Source passage ▸
——

Minnesota Foundation announces collaborative effort to improve health of underserved populations

In a report released this week, the Blue Cross and Blue Shield of Minnesota Foundation highlights the accomplishments of a collaborative effort to improve the health of underserved populations through the training and use of community health workers, titled Community health workers in Minnesota: Bridging barriers, expanding access, improving health.

Community health workers (CHWs) are bicultural and often bilingual members of the communities they serve. They work in a variety of settings, including health clinics, mental health centers, public health departments, mutual assistance associations that work directly with recent immigrants and refugees, and other community organizations and agencies that provide counseling, advocacy and health education. CHWs help patients obtain health coverage, make medical appointments and follow through on treatment recommendations. They also provide outreach, referral and education about specific health issues such as diabetes or teenage pregnancy.

Community health workers provide many services, including:

  • Improve access to care
  • Promote healthy behaviors
  • Facilitate effective management of chronic health conditions
  • Increase the cultural competence of health care providers and organizations
  • Bring greater diversity to the health care workforce
  • Lower system costs
  • Help reduce health disparities for vulnerable populations

"Our Foundation has invested more than $3.3 million in the community health worker project through 41 grants," said Patrick Geraghty, chair of the Foundation board of directors and president and CEO of Blue Cross and Blue Shield of Minnesota. "We're proud to have been a leader in launching the community health worker movement, because many in our state, particularly immigrants and refugees, are new to our complex health care system, and CHWs help them learn how to successfully navigate it."

——

Provided material ▸
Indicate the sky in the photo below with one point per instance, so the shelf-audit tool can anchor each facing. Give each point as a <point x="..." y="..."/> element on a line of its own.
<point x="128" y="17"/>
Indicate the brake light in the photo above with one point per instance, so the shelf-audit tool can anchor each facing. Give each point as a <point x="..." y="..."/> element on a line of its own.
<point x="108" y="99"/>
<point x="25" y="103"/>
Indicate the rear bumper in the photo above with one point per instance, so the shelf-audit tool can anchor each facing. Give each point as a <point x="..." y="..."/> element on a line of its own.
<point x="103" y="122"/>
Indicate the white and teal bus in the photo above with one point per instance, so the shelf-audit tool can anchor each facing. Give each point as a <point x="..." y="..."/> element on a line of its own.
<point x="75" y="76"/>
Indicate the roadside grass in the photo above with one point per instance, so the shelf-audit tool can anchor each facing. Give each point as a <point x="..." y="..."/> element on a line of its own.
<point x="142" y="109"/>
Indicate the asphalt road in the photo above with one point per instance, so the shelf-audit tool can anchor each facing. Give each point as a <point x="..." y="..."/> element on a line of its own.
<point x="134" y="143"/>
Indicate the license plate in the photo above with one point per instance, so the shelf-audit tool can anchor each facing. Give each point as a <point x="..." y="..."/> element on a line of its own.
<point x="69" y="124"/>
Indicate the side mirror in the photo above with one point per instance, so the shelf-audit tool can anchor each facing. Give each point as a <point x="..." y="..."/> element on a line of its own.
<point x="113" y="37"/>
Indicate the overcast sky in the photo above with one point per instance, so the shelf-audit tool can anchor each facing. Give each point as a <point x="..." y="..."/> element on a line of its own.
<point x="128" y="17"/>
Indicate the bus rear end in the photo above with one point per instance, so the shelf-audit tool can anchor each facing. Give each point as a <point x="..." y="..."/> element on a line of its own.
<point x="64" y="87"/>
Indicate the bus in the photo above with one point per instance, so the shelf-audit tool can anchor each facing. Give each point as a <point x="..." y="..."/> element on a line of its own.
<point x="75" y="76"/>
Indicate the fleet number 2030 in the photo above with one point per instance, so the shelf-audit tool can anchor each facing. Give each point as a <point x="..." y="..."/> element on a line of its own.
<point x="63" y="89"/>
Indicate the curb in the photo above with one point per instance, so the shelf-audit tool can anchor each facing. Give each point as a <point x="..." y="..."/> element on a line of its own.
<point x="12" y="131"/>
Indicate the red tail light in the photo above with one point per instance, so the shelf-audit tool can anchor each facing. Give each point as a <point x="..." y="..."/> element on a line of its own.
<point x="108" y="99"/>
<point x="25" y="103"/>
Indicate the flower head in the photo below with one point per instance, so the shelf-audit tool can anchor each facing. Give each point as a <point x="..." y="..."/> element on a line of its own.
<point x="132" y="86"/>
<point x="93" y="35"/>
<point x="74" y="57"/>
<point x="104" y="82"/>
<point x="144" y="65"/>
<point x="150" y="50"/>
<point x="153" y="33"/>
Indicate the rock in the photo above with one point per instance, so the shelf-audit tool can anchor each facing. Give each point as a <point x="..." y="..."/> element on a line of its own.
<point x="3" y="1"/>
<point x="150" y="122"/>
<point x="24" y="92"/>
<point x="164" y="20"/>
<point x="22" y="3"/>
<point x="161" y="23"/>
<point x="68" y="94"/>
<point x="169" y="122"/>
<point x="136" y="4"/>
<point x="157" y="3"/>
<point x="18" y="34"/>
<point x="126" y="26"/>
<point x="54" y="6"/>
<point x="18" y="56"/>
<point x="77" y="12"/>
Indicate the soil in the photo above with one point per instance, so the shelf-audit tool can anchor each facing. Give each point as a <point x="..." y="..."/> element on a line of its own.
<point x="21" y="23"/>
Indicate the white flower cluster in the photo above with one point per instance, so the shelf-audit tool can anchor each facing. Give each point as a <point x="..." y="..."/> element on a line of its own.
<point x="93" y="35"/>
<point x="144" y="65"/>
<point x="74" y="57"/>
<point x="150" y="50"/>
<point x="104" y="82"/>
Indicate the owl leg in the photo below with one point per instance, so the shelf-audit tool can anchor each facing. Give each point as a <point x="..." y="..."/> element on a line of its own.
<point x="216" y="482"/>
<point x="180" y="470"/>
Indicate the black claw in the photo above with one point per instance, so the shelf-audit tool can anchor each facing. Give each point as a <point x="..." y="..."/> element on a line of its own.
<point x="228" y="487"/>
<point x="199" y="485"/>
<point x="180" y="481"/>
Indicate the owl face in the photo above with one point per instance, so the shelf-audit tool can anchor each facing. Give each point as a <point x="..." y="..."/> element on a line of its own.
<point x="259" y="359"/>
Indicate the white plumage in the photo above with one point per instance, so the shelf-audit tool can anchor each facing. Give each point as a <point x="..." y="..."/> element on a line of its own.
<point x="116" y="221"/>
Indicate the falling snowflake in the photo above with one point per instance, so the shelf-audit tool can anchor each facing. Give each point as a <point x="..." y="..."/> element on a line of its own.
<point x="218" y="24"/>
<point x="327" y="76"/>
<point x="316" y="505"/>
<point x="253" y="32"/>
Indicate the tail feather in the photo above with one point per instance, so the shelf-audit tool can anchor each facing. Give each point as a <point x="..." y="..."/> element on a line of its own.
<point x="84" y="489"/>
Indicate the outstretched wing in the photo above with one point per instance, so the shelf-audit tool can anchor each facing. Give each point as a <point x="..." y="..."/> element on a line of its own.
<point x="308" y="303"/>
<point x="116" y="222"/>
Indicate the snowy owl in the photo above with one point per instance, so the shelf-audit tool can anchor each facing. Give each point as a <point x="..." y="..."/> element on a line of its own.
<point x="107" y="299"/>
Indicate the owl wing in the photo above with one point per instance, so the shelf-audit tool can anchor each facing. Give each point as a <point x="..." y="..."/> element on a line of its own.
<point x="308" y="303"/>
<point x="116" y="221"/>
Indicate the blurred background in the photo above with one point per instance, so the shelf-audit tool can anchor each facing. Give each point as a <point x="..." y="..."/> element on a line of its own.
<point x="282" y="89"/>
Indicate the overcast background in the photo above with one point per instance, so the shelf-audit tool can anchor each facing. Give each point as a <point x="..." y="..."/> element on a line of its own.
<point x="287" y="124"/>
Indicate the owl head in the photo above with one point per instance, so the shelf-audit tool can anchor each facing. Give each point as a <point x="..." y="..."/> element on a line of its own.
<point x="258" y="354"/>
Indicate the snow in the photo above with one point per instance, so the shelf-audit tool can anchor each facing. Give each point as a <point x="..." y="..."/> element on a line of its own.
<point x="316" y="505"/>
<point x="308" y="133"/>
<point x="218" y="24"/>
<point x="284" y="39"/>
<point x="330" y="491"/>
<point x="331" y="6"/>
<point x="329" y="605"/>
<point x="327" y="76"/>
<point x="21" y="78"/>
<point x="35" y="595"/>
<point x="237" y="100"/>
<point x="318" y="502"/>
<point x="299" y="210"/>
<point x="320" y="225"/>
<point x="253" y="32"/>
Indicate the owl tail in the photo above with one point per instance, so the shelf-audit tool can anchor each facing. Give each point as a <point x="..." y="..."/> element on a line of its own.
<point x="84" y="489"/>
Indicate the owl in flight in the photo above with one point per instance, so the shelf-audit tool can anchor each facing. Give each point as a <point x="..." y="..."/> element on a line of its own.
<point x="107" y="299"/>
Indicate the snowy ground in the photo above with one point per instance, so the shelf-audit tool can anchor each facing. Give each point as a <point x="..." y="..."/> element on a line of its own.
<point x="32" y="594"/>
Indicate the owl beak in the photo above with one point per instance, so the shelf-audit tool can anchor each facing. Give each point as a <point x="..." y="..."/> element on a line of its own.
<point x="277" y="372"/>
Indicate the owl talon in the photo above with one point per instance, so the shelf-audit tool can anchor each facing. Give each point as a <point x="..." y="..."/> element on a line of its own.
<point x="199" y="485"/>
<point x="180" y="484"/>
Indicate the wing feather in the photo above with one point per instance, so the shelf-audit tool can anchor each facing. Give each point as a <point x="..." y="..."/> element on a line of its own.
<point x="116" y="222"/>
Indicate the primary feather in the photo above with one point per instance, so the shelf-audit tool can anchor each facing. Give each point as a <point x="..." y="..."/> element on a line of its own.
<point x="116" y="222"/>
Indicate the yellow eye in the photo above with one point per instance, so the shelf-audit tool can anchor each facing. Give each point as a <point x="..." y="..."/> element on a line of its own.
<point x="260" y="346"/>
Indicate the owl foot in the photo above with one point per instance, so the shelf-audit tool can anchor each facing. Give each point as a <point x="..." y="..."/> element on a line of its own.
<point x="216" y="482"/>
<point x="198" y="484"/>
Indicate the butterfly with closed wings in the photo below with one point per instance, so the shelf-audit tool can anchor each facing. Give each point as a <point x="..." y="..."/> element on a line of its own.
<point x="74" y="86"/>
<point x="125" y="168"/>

——

What to do ▸
**a)** According to the announcement about Minnesota community health workers, how much has the Foundation invested in the project, and through how many grants?
**b)** Resume the announcement about Minnesota community health workers after its last sentence.

Set of answers ▸
**a)** More than $3.3 million, through 41 grants.

**b)**
"Minnesota has one of the most robust community health worker programs in the nation," said Courtney Lawson, program manager at Intercultural Mutual Assistance Association in Rochester. "CHWs can be especially effective in rural and other medically underserved settings, where health organizations are challenged by the cultural and linguistic needs of their patients and where physicians and other health care providers are in short supply. Statewide and nationwide, CHWs can augment the medical team and are promising additions to the emerging medical home concept."

The report details the many accomplishments that have been achieved in our state in the past decade. Highlights include:

  • The development of a formal training curriculum offered by the state's community college system so that more people are trained and qualified to help
  • The passage of legislation authorizing Medical Assistance payment for specific services provided by trained and supervised community health workers, increasing sustainability of the financing
  • Documented cost savings. One study found that a CHW outreach program serving Medicaid patients with diabetes resulted in a 40 percent decline in emergency room visits, average savings of $2,245 per patient and improved quality of life
  • The development of action steps that education, health, government, business and nonprofit organizations can take to help increase the use of CHWs, based on lessons learned in the first decade

"CHWs are a critical part of the medical team," said Paul Targonski, M.D., Ph.D., Mayo Clinic. "By helping their clients access preventive services and guiding them to care in appropriate settings, CHWs can help them become aware of health conditions early, when treatment is most effective."